* **TEXT ZUM LESEN**:
┄┄┄┄┄┄┄┄┄┄┄┄┄┄┄┄┄┄┄┄

Aufmerksame Zeitungsleser und Fernsehzuschauer haben es schon längst bemerkt: Die Marine ist hoch im Kurs. Das seit Jahren gepflegte Image eines Export orientierten Deutschlands und dessen „maritimer Abhängigkeit“ soll sich endlich in auch in seiner maritimen Stärke präsentieren. Die „Absicherung“ von Handelsrouten und der „Schutz vor Piraten“ sind fest stehende Argumentationsfiguren geworden und verleiten dazu, militärische Lösungen für selbst fabrizierte Probleme zu bevorzugen.
Doch die deutsche Marinerüstung ist nicht ohne Kontext: Weltweit erlebt der Marineschiffbau eine Renaissance. Große und kleine Flotten werden ausgebaut und an die Erfordernisse angepasst. Der schiere Rückgang an Schiffen oder Kampfeinheiten hier und der Ausbau der Anzahl bei anderen Staaten suggeriert dabei eine „Umgewichtung“, die bei genauerer Betrachtung eine Luftnummer ist. Die Reduzierung der Einheiten vor allem in Europa und den USA geht einher mit der technischen Hochrüstung der verbliebenen. Statt pauschal von einer „Abrüstung“ müsste präziser von einer „quantitativen Abrüstung“ bei gleichzeitiger „qualitativer Aufrüstung“ die Rede sein. Auch der zahlenmäßig enorme Aufwuchs zum Beispiel in China ist unter gleichen Gesichtspunkten eher ein moderater Zuwachs. Wer vom Anwachsen einer Übermacht spricht, will nur selbst mehr Waffen haben.

┄┄┄┄┄┄┄┄┄┄┄┄┄┄┄┄┄┄┄┄

* **DATENZEILEN**:
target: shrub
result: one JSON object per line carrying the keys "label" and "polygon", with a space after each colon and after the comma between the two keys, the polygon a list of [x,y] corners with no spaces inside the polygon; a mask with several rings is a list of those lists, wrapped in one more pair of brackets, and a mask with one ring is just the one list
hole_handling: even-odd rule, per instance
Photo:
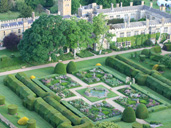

┄┄┄┄┄┄┄┄┄┄┄┄┄┄┄┄┄┄┄┄

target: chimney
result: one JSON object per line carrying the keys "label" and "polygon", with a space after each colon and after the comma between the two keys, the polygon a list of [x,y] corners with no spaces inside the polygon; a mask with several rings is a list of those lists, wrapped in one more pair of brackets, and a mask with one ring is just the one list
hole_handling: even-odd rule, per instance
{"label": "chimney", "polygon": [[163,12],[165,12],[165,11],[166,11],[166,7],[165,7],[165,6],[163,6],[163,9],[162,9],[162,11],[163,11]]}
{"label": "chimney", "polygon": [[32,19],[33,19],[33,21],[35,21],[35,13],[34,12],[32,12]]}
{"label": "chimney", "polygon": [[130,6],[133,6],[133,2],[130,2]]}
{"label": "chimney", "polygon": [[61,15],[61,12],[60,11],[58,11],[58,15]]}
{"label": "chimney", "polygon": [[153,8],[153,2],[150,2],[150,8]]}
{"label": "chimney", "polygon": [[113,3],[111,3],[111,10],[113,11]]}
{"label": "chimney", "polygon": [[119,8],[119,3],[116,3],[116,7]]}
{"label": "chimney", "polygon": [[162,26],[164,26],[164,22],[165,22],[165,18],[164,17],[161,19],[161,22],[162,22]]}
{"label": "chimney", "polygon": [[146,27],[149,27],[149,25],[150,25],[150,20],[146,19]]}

┄┄┄┄┄┄┄┄┄┄┄┄┄┄┄┄┄┄┄┄

* **AUFGABEN**:
**1)** Wovon müsste laut dem Text über die Marinerüstung statt pauschal von „Abrüstung“ die Rede sein?
**2)** Schreib den Text über die Marinerüstung nach seinem letzten Satz weiter.
Die Einträge kommen aus einer anderen Quelle als der Text über die Marinerüstung.

* **ANTWORTEN**:
**1)** Von einer „quantitativen Abrüstung“ bei gleichzeitiger „qualitativer Aufrüstung“.

**2)**
Der Kampf um die Meere sollte nicht geleugnet werden, aber es ist kein Wettbewerb ums größte Schiff oder die Menge an Waffen, sondern um Einfluss. Die deutsche Handelsflotte ist eine der leistungsfähigsten der Welt und eine vorgestellte europäische Handelsflotte würde mit Abstand jede Statistik anführen. Deutschlands Containerschiffsflotte ist die größte der Welt, und von den weltweit 4.677 Schiffen in diesem Segment sind allein 2.460 in europäischem Besitz. Je nach Statistik werden über das Meer 80 bis 90 Prozent des Welthandels abgewickelt. Handelsrouten sind oftmals verstopfte Autobahnen, und Choke-points wie die Straße von Malakka oder der Ärmelkanal sind Nadelöhre der Weltwirtschaft. Die oft genannte gesteigerte Rolle des Meeres als Rohstofflieferant durch Offshore-Plattformen oder jüngst als Standort von Windkraftanlagen ist nicht nur ein „Umweltproblem“, es ist auch eines der Verteilung. Die Abgrenzung der 200-Meilen-Zonen, die den Meeranrainern als exklusive Wirtschaftszonen zur Verfügung stehen, ist weltweit umstritten und bildet schon heute ein erhebliches Konfliktpotential. Der Streit um den Zugriff der meist in Kontinentalsockeln verborgenen Öl- und Gasschätze ist besonders sichtbar am Beispiel China (Senkaku / Spratly). Neue Rohstoffquellen jenseits dieser 200-meilen-Zone werden in den nächsten Jahren erschlossen werden können (technisch vor allem von westlichen Industrienationen). Zugespitzt sollte also von einem Wettstreit um die Vorherrschaft über das Meer und den Meeresboden als Wirtschaftsraum die Rede sein.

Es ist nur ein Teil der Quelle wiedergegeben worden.